== EXTRACTED TEXT

Looking ahead to 2019, I’ve decided to really test myself. I’m going to see if I can get through the whole year without buying anything new. Of course, this doesn’t apply to food and other essential consumables. I am already a regular user Facebook marketplace, Freecycle, Vinted and online spaces of that ilk. I am also a regular visitor to charity shops. For 2019, I’m going to see if I can limit myself to those spaces. These are my options:

  • Make it myself. I have the skills to make a wide variety of things from furniture to clothing.
  • Repair what I have. I have the skills to repair many things myself. There is also a repair cafe in Wantage, where I can take any small appliances that break down, to see if they can be repaired.
  • Buy secondhand. Charity shops, Facebook marketplace, and any number of other spaces exist for this purpose.
  • Borrow from friends. So often, when we have an event to attend, it involves buying a posh frock that might only see one wearing before being relegated to the back of a wardrobe. Perhaps my friends and I can do the occasional swap shop thing to get more life out of a fairly expensive purchase. This applies to hats and evening bags/clutches/purses (choose your word) too.

====

- _JOB A_
In the 2019 no-buying plan, where is the repair cafe located?
- _JOB B_
Using the 2019 no-buying plan, explain why the writer proposes swapping with friends.
- _JOB C_
Please say whether each statement agrees with the 2019 no-buying plan, giving yes or no and the deciding words: (i) The plan excludes food and other essential consumables. (ii) The swap idea extends to hats. (iii) The writer lacks the skills to make furniture.
The listing comes from a separate source.

== EXTRACTED MATERIAL

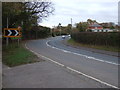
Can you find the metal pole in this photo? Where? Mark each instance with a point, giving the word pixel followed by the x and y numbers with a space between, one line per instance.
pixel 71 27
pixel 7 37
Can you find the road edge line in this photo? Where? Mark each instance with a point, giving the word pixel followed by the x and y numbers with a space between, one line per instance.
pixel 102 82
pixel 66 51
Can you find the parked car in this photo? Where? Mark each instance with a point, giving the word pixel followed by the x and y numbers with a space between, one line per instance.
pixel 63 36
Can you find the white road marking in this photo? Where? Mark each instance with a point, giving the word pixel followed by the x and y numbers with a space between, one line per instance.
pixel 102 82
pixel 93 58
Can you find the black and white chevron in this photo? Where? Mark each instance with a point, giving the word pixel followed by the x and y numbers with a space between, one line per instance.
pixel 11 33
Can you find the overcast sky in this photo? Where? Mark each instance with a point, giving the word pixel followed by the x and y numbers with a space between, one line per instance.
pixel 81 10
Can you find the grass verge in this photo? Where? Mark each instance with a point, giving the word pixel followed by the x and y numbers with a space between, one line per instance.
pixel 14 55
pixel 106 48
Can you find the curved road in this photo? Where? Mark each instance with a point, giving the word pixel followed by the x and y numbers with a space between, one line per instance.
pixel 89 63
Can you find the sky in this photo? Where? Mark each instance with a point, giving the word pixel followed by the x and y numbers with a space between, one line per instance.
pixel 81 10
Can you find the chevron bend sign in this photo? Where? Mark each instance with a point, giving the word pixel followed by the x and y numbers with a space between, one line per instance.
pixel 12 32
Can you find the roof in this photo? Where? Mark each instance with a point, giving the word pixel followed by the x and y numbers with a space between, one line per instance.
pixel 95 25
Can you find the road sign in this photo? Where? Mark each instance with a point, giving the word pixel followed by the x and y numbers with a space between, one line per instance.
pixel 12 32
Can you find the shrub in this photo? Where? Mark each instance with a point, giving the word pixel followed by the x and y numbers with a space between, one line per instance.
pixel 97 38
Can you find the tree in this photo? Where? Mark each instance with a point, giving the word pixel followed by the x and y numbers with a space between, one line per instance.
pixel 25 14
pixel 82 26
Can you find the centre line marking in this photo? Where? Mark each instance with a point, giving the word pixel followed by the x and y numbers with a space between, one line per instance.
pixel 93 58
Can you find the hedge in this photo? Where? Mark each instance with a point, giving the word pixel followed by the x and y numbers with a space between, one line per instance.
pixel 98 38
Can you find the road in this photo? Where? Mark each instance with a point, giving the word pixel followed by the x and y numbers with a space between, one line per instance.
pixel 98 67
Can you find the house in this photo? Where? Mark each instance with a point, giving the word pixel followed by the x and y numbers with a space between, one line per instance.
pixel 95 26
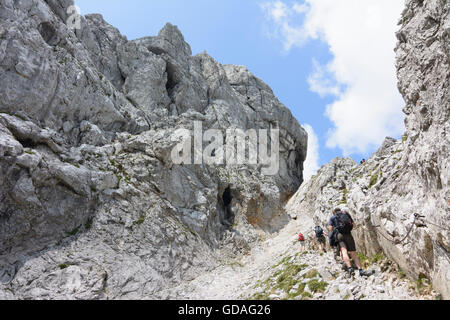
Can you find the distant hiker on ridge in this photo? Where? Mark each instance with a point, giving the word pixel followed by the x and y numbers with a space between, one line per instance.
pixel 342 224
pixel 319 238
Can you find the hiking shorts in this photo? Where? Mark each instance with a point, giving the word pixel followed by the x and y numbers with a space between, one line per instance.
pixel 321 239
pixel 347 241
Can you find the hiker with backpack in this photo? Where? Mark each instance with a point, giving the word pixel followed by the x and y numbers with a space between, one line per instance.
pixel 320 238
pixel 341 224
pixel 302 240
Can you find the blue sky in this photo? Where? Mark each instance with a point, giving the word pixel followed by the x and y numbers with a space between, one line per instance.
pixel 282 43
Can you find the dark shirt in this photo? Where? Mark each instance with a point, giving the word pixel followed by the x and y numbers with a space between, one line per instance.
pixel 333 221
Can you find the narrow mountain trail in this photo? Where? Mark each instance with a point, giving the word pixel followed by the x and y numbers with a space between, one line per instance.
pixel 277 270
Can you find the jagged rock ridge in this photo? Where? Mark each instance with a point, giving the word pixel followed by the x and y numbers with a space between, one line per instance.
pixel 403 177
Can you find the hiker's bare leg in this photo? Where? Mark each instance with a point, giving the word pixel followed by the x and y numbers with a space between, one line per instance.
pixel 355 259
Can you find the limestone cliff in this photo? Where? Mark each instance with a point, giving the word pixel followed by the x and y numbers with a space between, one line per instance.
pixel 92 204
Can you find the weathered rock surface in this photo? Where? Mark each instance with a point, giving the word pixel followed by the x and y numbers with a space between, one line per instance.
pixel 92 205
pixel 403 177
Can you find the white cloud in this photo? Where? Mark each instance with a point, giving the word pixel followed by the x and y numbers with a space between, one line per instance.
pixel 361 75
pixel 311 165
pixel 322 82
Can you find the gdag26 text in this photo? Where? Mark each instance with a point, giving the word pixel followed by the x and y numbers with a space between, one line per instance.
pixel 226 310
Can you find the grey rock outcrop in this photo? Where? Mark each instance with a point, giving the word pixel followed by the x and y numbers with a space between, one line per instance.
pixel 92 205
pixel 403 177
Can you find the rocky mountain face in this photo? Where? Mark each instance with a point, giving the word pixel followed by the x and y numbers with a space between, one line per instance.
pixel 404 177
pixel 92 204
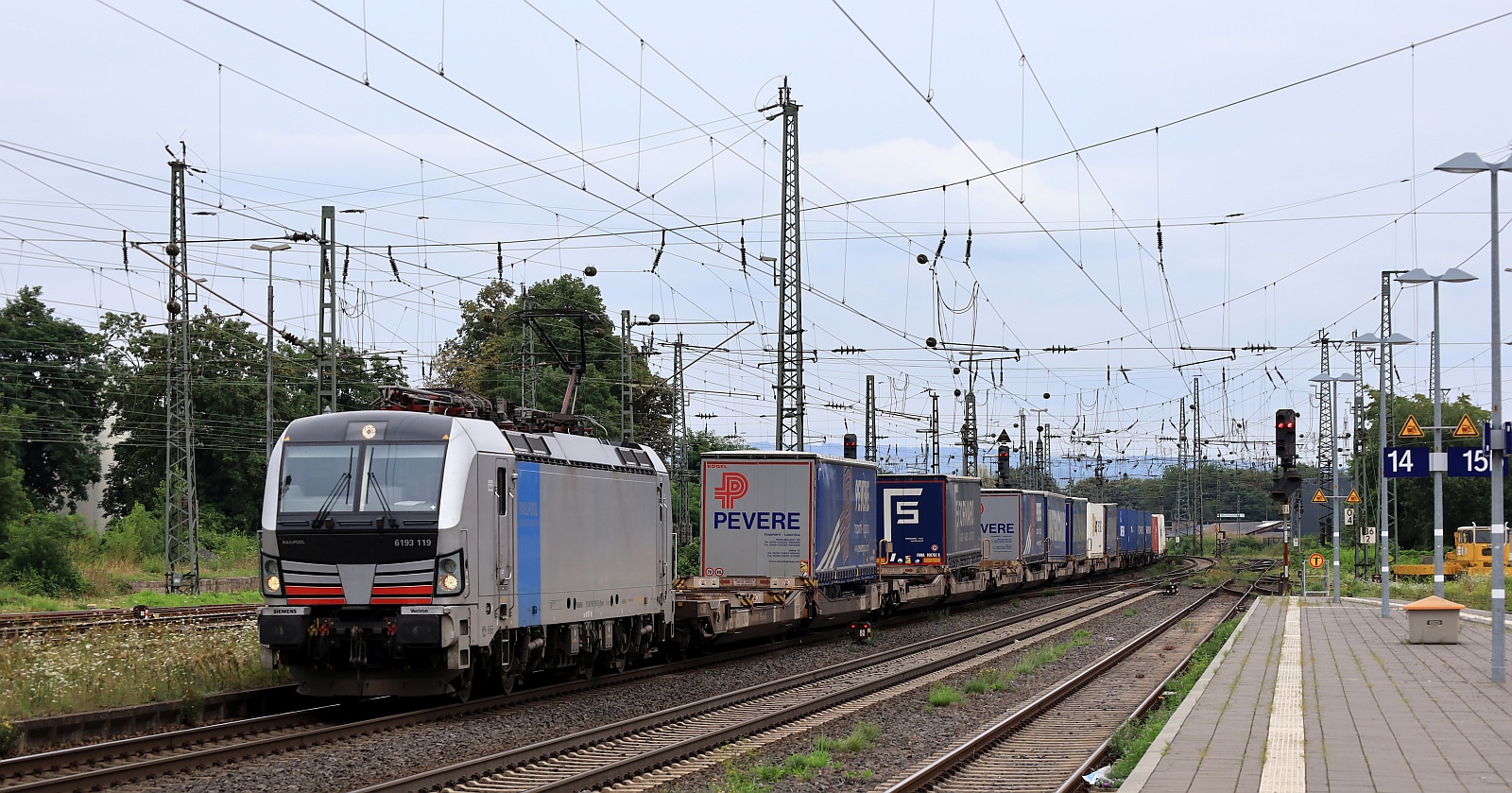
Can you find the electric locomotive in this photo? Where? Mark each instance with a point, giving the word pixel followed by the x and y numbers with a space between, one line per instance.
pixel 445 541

====

- _FULL SOLUTION A_
It is in Wantage.

- _FULL SOLUTION B_
Buying a posh frock for an event often means it "might only see one wearing before being relegated to the back of a wardrobe." A swap shop with friends would get more life out of a fairly expensive purchase.

- _FULL SOLUTION C_
(i) Yes: "this doesn’t apply to food and other essential consumables."
(ii) Yes: "This applies to hats and evening bags/clutches/purses (choose your word) too."
(iii) No: "I have the skills to make a wide variety of things from furniture to clothing."